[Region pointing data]

——

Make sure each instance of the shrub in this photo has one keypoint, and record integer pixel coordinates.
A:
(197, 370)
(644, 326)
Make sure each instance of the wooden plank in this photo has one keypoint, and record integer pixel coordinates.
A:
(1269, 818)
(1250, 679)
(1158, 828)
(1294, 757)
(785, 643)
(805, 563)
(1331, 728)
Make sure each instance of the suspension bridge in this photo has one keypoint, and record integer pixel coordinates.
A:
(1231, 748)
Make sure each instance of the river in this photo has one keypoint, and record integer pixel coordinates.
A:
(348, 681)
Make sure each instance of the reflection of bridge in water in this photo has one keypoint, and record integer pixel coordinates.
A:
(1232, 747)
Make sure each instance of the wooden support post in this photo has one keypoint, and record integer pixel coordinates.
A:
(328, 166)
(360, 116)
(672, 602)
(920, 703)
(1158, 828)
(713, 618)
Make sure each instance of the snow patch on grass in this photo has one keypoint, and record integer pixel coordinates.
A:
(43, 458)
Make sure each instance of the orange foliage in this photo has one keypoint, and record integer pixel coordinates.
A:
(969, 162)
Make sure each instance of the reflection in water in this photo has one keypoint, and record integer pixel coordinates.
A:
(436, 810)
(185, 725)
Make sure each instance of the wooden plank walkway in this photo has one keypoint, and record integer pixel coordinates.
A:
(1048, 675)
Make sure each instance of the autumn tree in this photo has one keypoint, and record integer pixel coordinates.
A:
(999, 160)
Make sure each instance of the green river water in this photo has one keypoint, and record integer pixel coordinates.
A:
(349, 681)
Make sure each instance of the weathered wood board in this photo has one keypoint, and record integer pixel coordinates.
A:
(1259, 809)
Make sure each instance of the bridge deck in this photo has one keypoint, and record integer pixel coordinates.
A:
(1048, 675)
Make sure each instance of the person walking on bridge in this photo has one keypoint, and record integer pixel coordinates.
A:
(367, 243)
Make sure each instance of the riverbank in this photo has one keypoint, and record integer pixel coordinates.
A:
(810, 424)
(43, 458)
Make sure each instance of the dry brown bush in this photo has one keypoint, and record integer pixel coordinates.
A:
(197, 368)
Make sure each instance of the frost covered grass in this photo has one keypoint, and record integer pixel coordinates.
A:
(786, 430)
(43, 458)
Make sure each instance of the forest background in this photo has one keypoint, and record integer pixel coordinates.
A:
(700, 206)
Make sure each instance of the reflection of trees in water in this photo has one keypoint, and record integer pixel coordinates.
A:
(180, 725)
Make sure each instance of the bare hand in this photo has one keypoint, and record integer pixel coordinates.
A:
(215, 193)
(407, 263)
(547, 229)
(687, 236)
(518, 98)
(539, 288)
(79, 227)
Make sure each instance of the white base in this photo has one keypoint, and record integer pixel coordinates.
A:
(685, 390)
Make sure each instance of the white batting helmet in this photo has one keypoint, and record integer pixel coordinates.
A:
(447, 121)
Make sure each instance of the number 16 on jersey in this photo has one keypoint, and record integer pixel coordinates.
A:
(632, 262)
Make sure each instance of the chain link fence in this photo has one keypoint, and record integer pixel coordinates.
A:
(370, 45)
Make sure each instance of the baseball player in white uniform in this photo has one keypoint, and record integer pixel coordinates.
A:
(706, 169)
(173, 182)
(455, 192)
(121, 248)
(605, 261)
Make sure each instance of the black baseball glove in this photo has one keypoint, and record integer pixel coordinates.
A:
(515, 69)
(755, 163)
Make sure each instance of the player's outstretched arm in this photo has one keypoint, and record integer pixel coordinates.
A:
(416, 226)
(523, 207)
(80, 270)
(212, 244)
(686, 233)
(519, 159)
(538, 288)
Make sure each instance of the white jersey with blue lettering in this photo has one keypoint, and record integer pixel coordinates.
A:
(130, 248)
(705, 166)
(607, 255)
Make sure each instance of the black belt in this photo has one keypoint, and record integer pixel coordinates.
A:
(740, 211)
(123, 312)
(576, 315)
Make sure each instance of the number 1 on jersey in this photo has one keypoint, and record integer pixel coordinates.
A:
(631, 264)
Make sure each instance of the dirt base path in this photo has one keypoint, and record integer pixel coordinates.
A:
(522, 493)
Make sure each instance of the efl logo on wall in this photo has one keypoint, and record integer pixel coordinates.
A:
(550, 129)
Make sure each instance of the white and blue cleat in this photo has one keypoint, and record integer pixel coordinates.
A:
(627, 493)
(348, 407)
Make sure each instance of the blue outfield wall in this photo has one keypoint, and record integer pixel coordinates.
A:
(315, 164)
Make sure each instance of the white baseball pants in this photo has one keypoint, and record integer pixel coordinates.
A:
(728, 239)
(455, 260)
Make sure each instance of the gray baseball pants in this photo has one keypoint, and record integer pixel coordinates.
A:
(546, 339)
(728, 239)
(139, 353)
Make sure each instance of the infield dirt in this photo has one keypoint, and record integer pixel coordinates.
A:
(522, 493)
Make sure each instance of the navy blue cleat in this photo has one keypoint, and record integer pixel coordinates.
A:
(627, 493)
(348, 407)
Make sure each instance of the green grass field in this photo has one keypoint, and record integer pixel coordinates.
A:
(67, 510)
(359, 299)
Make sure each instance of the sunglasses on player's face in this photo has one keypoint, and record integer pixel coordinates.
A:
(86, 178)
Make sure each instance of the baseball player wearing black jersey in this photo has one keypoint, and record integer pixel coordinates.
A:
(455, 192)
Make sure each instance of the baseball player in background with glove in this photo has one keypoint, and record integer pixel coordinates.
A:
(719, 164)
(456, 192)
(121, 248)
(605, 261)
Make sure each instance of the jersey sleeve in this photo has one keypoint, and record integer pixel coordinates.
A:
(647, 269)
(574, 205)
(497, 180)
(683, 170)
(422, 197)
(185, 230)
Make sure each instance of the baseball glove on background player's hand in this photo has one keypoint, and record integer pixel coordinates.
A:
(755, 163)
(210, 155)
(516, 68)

——

● **WORK INSTRUCTION**: Filter the records above for lines with "number".

● **FINISHED TASK**:
Make sure each instance of the number 16 on jersey in this photo has one keypoint, and record integer pixel coordinates.
Make sure each instance of the number 1 on jersey in this photo has one keypoint, and record integer pixel coordinates.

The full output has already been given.